Short exercise »
How many of the rows below contain the string "hair", with case counting? Give only the number.

Items stored from a collection »

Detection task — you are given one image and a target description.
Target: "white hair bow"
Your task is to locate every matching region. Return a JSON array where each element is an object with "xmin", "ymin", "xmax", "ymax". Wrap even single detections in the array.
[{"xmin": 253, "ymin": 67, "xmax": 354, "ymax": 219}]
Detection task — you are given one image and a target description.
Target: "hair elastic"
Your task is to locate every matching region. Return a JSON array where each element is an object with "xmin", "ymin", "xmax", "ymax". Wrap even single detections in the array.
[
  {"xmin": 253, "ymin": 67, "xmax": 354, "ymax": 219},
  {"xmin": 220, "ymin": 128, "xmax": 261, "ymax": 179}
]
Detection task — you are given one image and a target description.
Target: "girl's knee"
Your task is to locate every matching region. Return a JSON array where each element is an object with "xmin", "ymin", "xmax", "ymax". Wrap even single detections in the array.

--

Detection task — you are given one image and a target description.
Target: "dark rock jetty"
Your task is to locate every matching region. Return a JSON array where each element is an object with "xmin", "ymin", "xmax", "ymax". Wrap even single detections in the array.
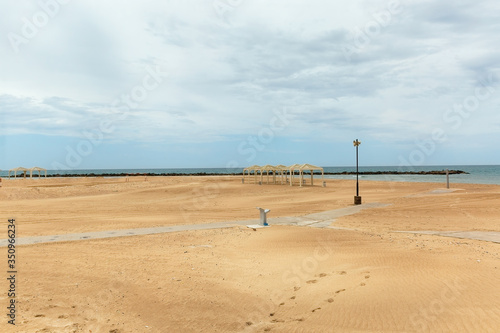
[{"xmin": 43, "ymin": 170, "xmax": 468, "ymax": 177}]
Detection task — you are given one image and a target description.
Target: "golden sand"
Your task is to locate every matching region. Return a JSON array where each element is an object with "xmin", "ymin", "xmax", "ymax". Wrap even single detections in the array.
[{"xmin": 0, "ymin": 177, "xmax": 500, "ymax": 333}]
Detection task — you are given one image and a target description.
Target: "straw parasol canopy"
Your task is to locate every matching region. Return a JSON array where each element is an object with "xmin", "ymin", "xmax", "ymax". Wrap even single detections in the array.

Result of this task »
2